§ **Extracted data**

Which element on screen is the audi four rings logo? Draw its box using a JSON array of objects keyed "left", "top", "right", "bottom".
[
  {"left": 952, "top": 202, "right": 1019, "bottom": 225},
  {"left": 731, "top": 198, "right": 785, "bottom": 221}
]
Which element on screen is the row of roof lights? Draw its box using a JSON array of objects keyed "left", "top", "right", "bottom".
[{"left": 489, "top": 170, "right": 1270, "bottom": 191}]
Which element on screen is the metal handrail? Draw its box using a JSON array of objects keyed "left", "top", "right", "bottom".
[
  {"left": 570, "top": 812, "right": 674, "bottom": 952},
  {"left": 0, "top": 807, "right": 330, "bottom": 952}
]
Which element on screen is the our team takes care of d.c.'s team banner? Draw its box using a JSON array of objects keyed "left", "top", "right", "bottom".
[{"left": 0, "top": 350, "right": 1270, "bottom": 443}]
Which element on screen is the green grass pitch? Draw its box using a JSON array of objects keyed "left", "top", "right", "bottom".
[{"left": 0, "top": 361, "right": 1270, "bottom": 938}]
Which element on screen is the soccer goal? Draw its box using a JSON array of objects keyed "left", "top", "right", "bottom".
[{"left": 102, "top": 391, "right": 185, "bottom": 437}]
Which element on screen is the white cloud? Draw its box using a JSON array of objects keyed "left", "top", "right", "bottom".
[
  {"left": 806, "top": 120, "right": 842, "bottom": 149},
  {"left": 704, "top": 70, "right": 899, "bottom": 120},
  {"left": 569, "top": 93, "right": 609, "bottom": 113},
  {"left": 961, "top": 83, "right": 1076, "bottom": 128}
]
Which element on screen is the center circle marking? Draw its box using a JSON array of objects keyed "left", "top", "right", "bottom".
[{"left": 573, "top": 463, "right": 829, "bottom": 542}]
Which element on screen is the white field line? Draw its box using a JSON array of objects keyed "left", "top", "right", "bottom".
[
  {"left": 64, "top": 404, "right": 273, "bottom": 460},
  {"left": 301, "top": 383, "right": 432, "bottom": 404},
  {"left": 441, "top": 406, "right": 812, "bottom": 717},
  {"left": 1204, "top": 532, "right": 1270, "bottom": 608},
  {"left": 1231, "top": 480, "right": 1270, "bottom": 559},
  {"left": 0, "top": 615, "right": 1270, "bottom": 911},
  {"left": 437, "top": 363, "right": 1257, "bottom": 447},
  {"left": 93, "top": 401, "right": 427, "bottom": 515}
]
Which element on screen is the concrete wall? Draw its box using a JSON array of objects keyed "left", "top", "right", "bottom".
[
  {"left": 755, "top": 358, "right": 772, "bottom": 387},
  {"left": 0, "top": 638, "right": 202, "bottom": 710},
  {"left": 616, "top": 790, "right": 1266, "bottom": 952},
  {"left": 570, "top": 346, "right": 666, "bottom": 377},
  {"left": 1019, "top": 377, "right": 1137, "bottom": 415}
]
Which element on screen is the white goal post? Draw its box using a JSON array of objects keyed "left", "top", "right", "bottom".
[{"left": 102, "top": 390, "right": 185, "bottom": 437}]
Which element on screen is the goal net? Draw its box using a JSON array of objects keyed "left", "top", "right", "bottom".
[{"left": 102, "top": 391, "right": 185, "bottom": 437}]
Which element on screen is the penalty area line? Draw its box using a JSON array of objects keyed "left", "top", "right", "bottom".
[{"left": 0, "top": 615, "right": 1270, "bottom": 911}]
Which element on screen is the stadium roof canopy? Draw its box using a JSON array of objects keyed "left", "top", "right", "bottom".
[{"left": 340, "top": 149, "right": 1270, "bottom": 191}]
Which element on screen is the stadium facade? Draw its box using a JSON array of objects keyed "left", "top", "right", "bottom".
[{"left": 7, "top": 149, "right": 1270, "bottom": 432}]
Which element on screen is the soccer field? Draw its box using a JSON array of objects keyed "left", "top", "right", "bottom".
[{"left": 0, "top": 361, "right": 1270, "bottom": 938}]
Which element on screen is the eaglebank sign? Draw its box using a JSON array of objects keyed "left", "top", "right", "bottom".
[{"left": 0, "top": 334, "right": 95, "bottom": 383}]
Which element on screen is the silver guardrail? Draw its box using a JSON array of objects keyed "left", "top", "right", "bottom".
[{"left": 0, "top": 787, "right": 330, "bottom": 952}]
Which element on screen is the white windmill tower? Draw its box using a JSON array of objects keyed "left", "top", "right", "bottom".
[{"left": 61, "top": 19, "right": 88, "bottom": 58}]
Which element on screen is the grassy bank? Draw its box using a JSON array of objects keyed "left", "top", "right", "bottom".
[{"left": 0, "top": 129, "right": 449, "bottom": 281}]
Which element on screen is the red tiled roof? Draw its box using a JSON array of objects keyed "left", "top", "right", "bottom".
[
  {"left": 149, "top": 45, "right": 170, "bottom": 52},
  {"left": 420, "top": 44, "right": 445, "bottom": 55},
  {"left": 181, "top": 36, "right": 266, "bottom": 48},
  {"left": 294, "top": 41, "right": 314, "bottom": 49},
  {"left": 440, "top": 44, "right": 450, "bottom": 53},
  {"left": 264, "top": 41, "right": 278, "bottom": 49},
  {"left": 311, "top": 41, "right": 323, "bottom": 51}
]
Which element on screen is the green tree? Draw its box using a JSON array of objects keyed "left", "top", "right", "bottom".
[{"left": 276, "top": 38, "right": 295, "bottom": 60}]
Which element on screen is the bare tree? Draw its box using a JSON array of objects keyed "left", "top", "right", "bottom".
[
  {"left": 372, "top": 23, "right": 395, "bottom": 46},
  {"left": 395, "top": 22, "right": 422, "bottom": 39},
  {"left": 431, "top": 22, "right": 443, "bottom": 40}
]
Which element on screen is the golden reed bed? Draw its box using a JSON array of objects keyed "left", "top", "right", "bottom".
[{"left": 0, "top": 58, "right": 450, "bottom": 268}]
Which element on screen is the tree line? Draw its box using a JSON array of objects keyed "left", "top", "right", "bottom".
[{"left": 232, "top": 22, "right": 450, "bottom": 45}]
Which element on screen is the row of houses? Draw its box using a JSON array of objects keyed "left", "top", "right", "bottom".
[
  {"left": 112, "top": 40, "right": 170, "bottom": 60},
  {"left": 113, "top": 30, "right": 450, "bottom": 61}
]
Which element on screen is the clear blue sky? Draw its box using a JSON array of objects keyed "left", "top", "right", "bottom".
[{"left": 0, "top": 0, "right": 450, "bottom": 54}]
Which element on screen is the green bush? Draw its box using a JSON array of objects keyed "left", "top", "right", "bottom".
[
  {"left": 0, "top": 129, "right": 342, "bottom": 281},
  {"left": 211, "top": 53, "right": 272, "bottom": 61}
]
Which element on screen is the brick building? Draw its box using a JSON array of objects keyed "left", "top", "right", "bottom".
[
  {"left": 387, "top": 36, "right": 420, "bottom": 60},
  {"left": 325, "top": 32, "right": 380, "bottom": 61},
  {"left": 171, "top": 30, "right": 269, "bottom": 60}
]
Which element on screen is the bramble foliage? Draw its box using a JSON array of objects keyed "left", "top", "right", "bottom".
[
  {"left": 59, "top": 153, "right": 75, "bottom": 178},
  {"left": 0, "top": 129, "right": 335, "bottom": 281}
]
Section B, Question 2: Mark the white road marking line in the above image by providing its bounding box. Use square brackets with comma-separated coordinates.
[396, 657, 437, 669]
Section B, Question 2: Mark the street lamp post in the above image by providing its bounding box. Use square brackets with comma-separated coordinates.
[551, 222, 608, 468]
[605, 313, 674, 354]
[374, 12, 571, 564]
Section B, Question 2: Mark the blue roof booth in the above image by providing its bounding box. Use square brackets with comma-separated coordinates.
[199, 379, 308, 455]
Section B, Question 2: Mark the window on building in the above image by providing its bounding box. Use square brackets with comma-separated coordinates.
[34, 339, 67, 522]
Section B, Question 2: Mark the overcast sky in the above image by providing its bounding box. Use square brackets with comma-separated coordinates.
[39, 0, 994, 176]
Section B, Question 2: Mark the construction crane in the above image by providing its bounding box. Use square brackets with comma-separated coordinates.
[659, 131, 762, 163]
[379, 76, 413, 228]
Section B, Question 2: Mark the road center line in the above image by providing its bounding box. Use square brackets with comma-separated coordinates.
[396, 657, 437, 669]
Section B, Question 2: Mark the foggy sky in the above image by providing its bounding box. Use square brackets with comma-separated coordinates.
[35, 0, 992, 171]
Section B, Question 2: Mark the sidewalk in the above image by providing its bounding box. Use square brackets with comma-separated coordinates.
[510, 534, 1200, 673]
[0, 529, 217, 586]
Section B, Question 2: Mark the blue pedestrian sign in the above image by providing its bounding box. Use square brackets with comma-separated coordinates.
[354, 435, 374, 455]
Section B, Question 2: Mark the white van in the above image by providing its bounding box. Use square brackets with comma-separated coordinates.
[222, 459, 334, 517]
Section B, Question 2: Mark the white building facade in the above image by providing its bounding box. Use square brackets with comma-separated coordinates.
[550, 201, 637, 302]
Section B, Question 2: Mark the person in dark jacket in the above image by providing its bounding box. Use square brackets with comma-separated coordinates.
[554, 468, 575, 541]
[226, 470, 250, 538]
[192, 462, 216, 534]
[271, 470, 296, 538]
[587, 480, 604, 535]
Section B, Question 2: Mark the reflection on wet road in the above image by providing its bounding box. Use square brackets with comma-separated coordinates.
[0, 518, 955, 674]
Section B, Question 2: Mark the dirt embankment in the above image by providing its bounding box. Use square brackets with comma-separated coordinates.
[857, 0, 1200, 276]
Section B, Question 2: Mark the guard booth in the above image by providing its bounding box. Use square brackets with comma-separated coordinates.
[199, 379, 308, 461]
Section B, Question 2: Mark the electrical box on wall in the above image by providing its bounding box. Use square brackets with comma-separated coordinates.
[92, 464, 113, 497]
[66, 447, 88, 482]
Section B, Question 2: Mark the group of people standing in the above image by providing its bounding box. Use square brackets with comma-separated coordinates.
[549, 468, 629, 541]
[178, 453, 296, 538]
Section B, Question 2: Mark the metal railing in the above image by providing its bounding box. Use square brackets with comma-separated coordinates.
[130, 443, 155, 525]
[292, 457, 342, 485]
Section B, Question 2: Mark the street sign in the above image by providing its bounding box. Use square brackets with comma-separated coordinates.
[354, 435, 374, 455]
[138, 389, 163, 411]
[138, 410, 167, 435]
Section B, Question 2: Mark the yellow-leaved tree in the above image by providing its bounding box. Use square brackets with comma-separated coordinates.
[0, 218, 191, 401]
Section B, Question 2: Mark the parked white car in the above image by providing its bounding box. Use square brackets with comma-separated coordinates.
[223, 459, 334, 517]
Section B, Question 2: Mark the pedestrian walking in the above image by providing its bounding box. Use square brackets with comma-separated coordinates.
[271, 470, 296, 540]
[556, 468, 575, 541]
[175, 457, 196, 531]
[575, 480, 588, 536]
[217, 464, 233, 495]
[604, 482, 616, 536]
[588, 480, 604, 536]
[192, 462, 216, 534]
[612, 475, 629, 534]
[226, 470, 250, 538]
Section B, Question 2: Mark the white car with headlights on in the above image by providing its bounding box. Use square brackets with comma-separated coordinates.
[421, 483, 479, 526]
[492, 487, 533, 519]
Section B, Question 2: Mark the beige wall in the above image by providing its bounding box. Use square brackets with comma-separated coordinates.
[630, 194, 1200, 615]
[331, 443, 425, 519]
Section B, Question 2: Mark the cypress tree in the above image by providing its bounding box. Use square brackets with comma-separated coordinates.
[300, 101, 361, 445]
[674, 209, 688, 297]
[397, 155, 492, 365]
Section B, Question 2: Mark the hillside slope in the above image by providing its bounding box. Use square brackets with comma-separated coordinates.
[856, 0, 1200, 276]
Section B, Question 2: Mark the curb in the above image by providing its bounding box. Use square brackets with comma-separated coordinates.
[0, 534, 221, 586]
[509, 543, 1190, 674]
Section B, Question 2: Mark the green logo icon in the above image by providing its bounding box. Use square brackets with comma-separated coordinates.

§ **Written request**
Take the lines starting at the one containing "Section B, Question 2: Mark the road" and ending at the one containing "[0, 529, 217, 586]", and write them out again with "sidewalk" swapped for "pavement" and nothing else altered.

§ **Answer to the task**
Section B, Question 2: Mark the road center line in the above image by providing its bounding box. Use square brackets with comma-separated coordinates.
[396, 657, 437, 669]
Section B, Question 2: Mark the foggy sky in the above image by providing its bounding box. Use square brackets with comma-separated coordinates.
[35, 0, 992, 171]
Section B, Question 2: Mark the pavement in the above image by providing its bounding box. Use square brackets with comma-separated coordinates.
[510, 534, 1200, 673]
[0, 529, 217, 586]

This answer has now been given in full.